[EXTRACTED DATA start]
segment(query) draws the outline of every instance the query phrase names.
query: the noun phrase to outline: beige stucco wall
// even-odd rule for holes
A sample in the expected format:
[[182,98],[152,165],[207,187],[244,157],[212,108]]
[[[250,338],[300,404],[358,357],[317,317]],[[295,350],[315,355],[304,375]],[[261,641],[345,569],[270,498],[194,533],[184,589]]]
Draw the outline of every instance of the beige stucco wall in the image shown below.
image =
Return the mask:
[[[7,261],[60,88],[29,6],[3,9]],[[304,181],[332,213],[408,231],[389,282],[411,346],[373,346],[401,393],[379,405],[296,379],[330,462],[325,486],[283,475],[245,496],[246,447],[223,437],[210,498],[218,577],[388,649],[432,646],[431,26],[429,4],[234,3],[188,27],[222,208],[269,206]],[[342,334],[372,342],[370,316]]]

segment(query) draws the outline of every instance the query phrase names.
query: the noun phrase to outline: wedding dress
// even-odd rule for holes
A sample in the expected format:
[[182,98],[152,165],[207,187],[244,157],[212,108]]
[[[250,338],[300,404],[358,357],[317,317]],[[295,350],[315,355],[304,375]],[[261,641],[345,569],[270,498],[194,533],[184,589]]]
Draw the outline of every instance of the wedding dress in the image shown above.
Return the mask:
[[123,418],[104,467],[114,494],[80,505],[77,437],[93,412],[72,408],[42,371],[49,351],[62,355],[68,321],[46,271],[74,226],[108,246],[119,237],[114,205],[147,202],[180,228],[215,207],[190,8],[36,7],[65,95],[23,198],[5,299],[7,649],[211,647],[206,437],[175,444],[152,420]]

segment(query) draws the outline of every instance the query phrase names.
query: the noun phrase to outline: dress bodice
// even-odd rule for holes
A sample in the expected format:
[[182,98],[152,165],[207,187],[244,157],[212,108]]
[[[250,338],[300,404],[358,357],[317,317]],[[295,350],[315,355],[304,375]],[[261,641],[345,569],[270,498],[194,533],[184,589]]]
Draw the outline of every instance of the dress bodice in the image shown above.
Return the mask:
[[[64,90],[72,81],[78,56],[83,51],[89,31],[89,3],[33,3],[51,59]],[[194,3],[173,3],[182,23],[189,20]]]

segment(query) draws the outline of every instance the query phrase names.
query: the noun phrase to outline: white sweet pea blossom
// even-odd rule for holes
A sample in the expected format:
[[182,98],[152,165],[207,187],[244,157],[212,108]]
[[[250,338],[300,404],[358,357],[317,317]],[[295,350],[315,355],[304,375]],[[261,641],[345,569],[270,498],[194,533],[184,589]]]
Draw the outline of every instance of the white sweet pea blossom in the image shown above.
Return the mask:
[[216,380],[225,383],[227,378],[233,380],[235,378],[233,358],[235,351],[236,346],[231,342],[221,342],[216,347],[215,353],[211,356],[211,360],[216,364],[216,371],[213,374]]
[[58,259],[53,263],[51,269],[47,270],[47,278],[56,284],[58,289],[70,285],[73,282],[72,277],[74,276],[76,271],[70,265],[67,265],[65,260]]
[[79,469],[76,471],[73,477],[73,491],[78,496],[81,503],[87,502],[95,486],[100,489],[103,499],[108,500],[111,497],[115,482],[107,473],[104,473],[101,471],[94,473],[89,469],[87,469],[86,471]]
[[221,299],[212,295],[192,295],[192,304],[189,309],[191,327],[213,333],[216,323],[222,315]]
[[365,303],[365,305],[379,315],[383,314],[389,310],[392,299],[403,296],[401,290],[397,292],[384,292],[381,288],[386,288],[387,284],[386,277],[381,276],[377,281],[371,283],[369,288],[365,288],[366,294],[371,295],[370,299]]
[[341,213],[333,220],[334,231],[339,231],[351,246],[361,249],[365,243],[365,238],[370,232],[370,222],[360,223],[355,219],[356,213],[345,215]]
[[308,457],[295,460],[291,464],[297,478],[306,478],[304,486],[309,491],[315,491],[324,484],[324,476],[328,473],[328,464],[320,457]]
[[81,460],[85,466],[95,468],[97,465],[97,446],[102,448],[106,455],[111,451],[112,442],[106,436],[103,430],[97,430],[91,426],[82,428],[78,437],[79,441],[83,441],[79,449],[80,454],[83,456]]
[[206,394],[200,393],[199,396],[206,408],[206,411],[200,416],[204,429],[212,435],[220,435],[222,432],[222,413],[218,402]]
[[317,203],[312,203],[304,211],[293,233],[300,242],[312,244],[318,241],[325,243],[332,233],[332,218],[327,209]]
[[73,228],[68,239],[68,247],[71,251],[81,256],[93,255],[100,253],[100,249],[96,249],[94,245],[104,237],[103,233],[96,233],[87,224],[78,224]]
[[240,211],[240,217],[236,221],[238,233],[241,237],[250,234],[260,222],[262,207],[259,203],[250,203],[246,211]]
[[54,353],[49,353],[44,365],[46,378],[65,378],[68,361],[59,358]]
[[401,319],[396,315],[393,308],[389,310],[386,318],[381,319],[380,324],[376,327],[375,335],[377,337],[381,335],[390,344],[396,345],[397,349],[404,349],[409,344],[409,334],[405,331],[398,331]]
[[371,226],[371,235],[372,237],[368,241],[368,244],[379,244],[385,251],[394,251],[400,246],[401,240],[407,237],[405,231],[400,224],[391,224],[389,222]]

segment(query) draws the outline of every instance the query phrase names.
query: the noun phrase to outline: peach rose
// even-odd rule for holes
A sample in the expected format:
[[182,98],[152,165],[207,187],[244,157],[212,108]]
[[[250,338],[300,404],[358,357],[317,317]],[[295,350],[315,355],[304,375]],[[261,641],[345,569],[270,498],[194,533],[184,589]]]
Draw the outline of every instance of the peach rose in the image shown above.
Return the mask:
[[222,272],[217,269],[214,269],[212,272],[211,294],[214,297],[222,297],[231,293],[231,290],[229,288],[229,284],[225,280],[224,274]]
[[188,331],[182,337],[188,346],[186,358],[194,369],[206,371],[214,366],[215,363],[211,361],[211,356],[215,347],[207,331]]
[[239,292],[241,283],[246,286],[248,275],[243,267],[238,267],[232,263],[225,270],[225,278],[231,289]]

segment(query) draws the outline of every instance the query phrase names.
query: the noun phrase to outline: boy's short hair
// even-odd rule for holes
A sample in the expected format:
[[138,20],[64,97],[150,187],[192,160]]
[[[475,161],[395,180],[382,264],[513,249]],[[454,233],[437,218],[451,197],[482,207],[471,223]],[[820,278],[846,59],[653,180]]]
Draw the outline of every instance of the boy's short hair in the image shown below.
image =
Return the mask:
[EXTRACTED DATA end]
### [PROBLEM TO SOLVE]
Which lines above contain the string "rose"? Copy each of them in full.

### [SOLUTION TO THE PROBLEM]
query: the noun phrase to outline: peach rose
Draw the outline of every instance of the peach rose in the image shown above.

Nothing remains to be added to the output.